Exercise directions ::
Pull out each line in the items below that contains the word "please", and list those lines in the order they appear.

Given data ::
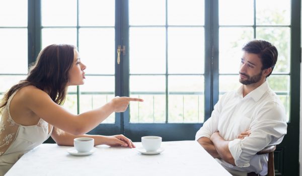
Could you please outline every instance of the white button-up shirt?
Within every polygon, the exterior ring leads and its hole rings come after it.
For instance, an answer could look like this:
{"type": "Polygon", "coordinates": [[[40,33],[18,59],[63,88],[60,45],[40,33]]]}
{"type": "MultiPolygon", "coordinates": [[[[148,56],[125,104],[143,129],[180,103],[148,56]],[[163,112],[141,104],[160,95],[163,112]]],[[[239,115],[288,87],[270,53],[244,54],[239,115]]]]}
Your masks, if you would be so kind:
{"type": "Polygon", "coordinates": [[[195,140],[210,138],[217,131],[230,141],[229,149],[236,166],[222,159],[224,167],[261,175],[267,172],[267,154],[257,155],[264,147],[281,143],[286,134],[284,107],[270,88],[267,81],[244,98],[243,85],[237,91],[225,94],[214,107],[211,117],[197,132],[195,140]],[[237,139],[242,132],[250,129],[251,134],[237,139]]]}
* * *
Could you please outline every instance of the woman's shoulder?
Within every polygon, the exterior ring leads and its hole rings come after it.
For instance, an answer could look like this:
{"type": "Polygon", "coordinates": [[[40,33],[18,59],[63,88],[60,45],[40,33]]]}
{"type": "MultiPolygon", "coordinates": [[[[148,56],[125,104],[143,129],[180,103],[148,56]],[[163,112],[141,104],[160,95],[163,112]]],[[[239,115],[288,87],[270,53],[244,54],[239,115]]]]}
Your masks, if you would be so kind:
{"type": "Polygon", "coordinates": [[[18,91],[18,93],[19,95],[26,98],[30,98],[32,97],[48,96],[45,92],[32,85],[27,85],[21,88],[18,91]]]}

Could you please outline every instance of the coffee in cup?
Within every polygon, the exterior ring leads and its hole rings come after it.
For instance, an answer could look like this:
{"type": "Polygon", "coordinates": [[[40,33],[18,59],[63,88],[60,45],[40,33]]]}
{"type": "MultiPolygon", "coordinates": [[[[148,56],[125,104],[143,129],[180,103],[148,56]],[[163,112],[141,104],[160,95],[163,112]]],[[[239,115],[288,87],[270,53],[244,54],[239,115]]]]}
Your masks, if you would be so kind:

Final result ::
Could you please outline every instance of the white button-up shirt?
Could you please outline every instance of the woman's shoulder?
Could you please outline every instance of the coffee in cup?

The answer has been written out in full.